Records for this exercise section start

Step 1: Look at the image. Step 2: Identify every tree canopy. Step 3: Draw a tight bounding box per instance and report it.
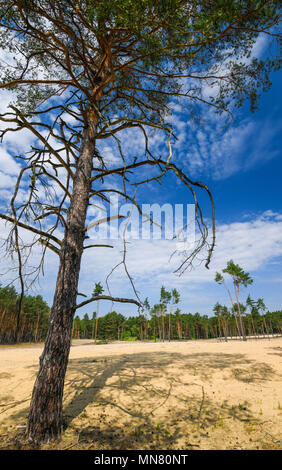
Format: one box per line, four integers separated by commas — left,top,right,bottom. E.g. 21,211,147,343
0,0,281,282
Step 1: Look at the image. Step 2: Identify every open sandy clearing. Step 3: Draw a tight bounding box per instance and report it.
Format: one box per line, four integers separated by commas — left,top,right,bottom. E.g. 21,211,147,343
0,338,281,450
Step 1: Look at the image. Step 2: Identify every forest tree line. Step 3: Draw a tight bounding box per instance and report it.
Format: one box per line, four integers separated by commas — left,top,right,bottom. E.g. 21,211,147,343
74,306,282,342
0,284,50,344
1,283,281,344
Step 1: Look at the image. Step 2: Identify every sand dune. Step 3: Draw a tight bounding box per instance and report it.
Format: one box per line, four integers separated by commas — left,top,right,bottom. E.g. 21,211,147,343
0,338,281,450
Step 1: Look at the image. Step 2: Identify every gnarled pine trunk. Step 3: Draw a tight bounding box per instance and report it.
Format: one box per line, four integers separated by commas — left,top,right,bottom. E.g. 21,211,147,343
27,126,94,443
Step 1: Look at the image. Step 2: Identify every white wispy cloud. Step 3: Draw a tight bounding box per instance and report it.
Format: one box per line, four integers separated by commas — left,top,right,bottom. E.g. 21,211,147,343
1,210,280,315
166,103,282,181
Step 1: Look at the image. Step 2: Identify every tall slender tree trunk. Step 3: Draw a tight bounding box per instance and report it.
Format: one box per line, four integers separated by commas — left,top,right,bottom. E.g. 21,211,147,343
0,309,6,329
176,319,180,339
94,300,99,344
223,280,241,339
222,318,228,342
268,319,274,338
217,315,222,339
168,310,171,342
71,319,75,346
27,126,95,443
161,305,165,341
233,282,247,341
263,317,270,338
251,317,258,340
34,312,40,343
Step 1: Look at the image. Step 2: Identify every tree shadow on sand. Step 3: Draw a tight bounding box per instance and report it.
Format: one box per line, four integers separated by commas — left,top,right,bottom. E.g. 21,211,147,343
58,351,277,449
7,350,278,449
267,346,282,358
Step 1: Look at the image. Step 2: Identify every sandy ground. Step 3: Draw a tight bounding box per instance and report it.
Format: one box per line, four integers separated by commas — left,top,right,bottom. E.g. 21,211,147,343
0,337,281,450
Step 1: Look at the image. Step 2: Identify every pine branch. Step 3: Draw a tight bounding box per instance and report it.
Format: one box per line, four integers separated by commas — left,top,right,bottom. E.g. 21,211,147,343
0,213,62,246
75,295,142,311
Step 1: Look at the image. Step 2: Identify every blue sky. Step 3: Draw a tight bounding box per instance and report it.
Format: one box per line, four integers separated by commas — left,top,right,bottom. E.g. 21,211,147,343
0,40,282,319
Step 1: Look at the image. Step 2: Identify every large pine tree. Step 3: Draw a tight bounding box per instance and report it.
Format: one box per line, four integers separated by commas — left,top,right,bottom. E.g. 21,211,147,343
0,0,280,443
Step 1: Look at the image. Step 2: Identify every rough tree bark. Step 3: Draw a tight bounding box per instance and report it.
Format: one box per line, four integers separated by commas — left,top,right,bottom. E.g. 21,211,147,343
27,125,95,442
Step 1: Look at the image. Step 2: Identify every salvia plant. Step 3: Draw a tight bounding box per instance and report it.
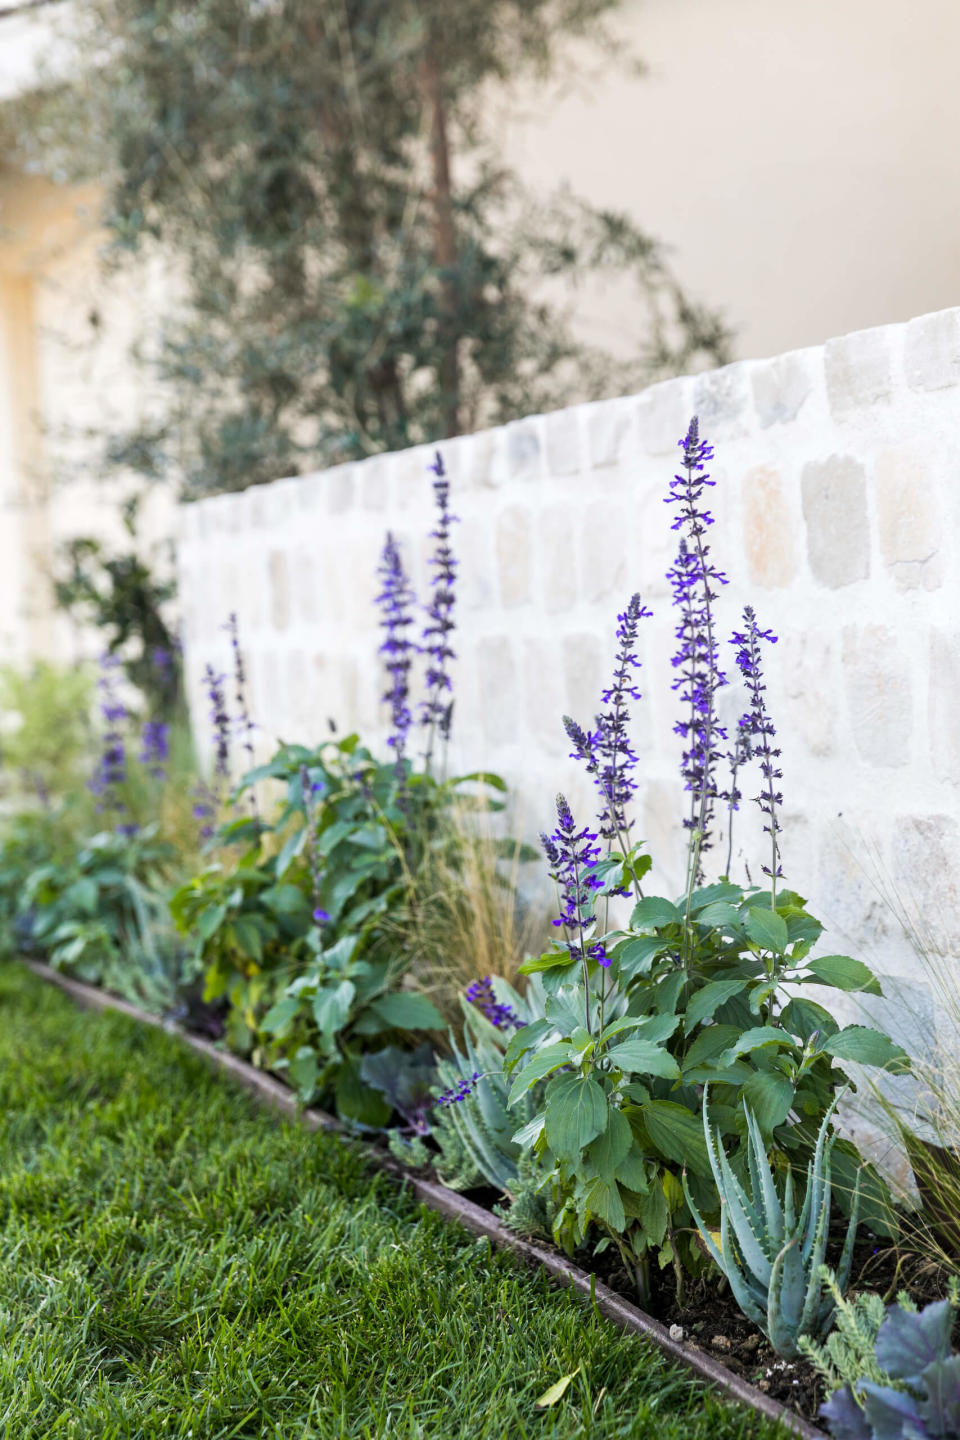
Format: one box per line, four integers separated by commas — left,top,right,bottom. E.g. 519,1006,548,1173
685,1095,860,1359
495,417,906,1304
816,1282,960,1440
170,453,517,1126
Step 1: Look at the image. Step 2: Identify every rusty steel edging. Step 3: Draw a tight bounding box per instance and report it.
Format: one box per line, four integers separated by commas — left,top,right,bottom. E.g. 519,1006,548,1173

Records for this exercise section end

* [Work task]
Collect every line with the string "sandy" from the records, and copy each.

* [Exercise answer]
Step 1: Look at the image. Step 2: Identify every open sandy clearing. Step 3: Draw a tight bounding box per instance and report it.
Step 1: Look at the image. Step 2: Identify every sandy ground. Step 3: Draw a tight bounding box per instance and report it.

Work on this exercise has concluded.